:: TRY IT ::
Give back every entry exactly as it is written, but not the pictures.

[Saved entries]

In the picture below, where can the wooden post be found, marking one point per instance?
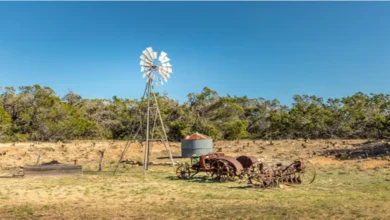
(39, 158)
(101, 160)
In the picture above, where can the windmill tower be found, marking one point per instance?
(156, 71)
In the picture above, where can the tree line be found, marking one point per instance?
(35, 113)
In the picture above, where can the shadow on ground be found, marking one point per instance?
(376, 150)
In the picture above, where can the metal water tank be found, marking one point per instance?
(196, 144)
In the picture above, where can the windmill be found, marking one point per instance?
(156, 71)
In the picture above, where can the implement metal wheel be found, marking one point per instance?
(183, 171)
(262, 179)
(221, 171)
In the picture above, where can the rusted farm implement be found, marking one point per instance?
(224, 168)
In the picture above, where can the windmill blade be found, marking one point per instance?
(149, 56)
(166, 64)
(164, 74)
(150, 52)
(147, 73)
(167, 69)
(164, 60)
(146, 59)
(162, 55)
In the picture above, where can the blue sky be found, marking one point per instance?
(258, 49)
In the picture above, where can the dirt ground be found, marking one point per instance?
(343, 189)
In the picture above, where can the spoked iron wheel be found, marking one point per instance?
(308, 172)
(183, 171)
(222, 171)
(262, 179)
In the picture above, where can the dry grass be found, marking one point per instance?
(342, 190)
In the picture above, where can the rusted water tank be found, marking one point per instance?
(198, 144)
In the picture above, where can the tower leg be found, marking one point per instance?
(146, 149)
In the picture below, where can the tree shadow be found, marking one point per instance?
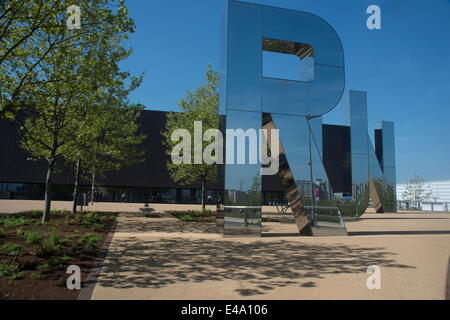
(264, 265)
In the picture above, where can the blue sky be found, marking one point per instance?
(404, 67)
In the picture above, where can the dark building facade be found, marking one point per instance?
(22, 178)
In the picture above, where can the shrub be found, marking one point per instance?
(62, 281)
(43, 266)
(12, 249)
(60, 261)
(19, 233)
(89, 241)
(94, 220)
(33, 237)
(54, 238)
(15, 221)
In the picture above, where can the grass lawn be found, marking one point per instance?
(195, 215)
(34, 256)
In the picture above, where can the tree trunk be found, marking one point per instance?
(75, 189)
(93, 187)
(203, 192)
(48, 191)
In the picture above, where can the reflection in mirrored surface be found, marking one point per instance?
(303, 176)
(242, 197)
(253, 29)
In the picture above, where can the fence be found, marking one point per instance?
(424, 206)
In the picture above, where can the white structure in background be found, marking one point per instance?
(439, 200)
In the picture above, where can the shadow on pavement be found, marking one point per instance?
(156, 263)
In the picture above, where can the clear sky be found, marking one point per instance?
(404, 67)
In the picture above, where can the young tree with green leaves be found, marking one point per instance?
(31, 30)
(201, 105)
(416, 190)
(107, 139)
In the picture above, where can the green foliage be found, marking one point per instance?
(33, 237)
(201, 105)
(13, 249)
(11, 271)
(62, 281)
(72, 104)
(94, 219)
(416, 190)
(54, 238)
(16, 221)
(35, 32)
(89, 241)
(60, 261)
(36, 276)
(45, 266)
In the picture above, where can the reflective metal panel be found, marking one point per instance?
(301, 162)
(244, 57)
(242, 203)
(248, 26)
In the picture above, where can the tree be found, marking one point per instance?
(201, 105)
(107, 139)
(70, 78)
(416, 190)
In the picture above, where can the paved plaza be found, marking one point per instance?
(164, 258)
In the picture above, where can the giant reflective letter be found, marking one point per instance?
(250, 100)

:: SOLUTION BELOW ::
In the picture below, where can the wooden post be found, marking one point per instance?
(39, 158)
(101, 160)
In the picture above, where can the windmill tower be found, marking one point per instance?
(156, 71)
In the picture above, where can the tree line be found, marking one point per instance?
(35, 113)
In the picture above, where can the shadow on ground be found, marking one point per instance?
(376, 150)
In the picture above, where can the metal water tank be found, marking one point per instance?
(196, 144)
In the picture above, where can the windmill be found, marking one point per instance?
(156, 71)
In the picture above, where can the implement metal wheel be found, marking one point per instance?
(183, 171)
(262, 179)
(221, 171)
In the picture above, where can the rusted farm implement be found, marking one point per instance?
(224, 168)
In the picture above, where can the windmill blade be found, marking one point per instance?
(149, 56)
(166, 64)
(164, 74)
(150, 52)
(147, 73)
(167, 69)
(164, 60)
(146, 59)
(162, 55)
In the picture above, where can the blue sky be found, marking one point per instance?
(258, 49)
In the picture above, where can the dirt ground be found, marking one point per instance?
(343, 189)
In the picture above, where can the spoked iron wheel be found, marking one point per instance?
(308, 172)
(183, 171)
(222, 171)
(262, 179)
In the picture above, where can the dry grass be found, marking one point per instance?
(342, 190)
In the picture above, where can the rusted water tank be found, marking one point per instance?
(198, 144)
In the picture above, where can the tower leg be found, marking one point per instance?
(146, 149)
In the picture below, where can the tree shadow be found, marking one point per instance?
(264, 265)
In the picture above, where can the blue sky be found, marking one point per instance?
(404, 67)
In the picture above, where can the dark building facade be found, marking one point per instance?
(22, 178)
In the picture above, where can the shrub be found, marking one point per instance?
(62, 281)
(43, 266)
(12, 249)
(60, 261)
(19, 233)
(89, 241)
(94, 220)
(33, 237)
(54, 238)
(15, 221)
In the picture above, where can the grass lawn be found, marking one point per instance?
(195, 215)
(34, 256)
In the picture above, where can the tree trunk be found, marking one point per instance?
(75, 189)
(93, 187)
(203, 192)
(48, 191)
In the picture above, where can the reflection in mirrored surface be found, marking one point per instance?
(303, 176)
(242, 197)
(253, 29)
In the picture above, where can the fence be found, marking one point per instance?
(424, 206)
In the picture above, where can the white structure in background be found, marking one point per instance?
(439, 200)
In the picture above, where can the shadow on pavement be found, marking one point per instance?
(156, 263)
In the picture above, where can the clear sky be found, marking one point per instance?
(404, 67)
In the picture above, where can the young tree with green leaves be found, marking one point per instance?
(31, 30)
(201, 105)
(416, 190)
(107, 139)
In the picture above, where can the green foliage be found, marking one point per instance?
(33, 237)
(201, 105)
(13, 249)
(11, 271)
(62, 281)
(72, 104)
(94, 219)
(416, 190)
(54, 238)
(16, 221)
(35, 32)
(89, 241)
(60, 261)
(36, 276)
(45, 266)
In the picture above, where can the reflective metal panel be found, marking one point per instance?
(301, 162)
(244, 57)
(242, 203)
(248, 26)
In the picture above, where can the tree be found, marking one point per instance?
(201, 105)
(107, 139)
(70, 78)
(416, 190)
In the picture above, where can the paved plaza be found, marking one point per instance?
(164, 258)
In the picture above, where can the giant reflective letter be found, marking one point per instance?
(250, 100)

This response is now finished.